(Beginning of Records provided)

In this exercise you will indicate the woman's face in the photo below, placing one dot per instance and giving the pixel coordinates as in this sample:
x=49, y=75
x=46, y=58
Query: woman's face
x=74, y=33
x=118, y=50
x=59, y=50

(End of Records provided)

» **Description of the task**
Word for word, write out the data.

» **Finished task**
In this exercise you will indicate the woman's face in the photo below, placing one dot per instance and giving the pixel coordinates as in this sample:
x=49, y=75
x=46, y=58
Query: woman's face
x=74, y=33
x=118, y=50
x=59, y=50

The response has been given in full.